WHAT YOU SHOULD DO: Each line below must be set down exactly as it stands.

Collected data entries:
=====

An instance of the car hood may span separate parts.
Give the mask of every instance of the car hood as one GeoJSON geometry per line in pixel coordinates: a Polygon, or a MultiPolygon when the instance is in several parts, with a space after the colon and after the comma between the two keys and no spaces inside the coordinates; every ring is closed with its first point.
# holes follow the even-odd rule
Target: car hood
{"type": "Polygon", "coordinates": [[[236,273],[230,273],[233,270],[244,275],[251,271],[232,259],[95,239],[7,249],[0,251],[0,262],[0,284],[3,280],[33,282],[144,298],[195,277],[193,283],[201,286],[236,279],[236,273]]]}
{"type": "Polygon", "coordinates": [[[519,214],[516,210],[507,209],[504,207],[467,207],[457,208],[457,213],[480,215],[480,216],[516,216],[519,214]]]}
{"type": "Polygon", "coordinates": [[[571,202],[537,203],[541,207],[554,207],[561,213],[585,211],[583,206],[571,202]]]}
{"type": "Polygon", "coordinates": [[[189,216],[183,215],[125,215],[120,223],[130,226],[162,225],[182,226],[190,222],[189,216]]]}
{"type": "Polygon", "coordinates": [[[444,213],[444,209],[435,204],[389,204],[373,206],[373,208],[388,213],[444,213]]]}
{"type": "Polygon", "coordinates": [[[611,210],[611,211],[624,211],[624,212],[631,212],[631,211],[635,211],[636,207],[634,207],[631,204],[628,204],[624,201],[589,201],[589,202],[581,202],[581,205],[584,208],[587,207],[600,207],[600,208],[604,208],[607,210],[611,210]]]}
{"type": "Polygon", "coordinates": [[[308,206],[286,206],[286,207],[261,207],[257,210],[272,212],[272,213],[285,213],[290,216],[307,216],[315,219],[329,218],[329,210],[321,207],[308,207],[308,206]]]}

=====

FINISHED TASK:
An instance of the car hood may span separate parts.
Give the mask of every instance of the car hood as one GeoJSON geometry per line in pixel coordinates: a Polygon, or a MultiPolygon when the instance is in several parts, with a space after the colon and after the comma between the two keys and no spaces inside the coordinates; every ring is closed with its first point.
# holes follow the even-odd rule
Target: car hood
{"type": "Polygon", "coordinates": [[[236,273],[230,273],[233,270],[244,275],[251,271],[232,259],[95,239],[7,249],[0,251],[0,262],[0,284],[3,280],[33,282],[144,298],[195,277],[193,283],[201,286],[236,279],[236,273]]]}
{"type": "Polygon", "coordinates": [[[519,214],[516,210],[507,209],[504,207],[467,207],[457,208],[457,213],[480,215],[480,216],[516,216],[519,214]]]}
{"type": "Polygon", "coordinates": [[[571,202],[537,203],[541,207],[554,207],[561,213],[585,211],[583,206],[571,202]]]}
{"type": "Polygon", "coordinates": [[[189,216],[183,215],[125,215],[120,223],[130,226],[162,225],[182,226],[190,222],[189,216]]]}
{"type": "Polygon", "coordinates": [[[444,213],[444,209],[435,204],[389,204],[373,206],[373,208],[388,213],[444,213]]]}
{"type": "Polygon", "coordinates": [[[611,210],[611,211],[624,211],[624,212],[631,212],[631,211],[635,211],[636,207],[634,207],[631,204],[628,204],[624,201],[589,201],[589,202],[581,202],[581,205],[584,208],[587,207],[600,207],[600,208],[604,208],[607,210],[611,210]]]}
{"type": "Polygon", "coordinates": [[[308,206],[286,206],[286,207],[261,207],[257,210],[272,212],[272,213],[285,213],[290,216],[307,216],[315,219],[329,218],[329,210],[321,207],[308,207],[308,206]]]}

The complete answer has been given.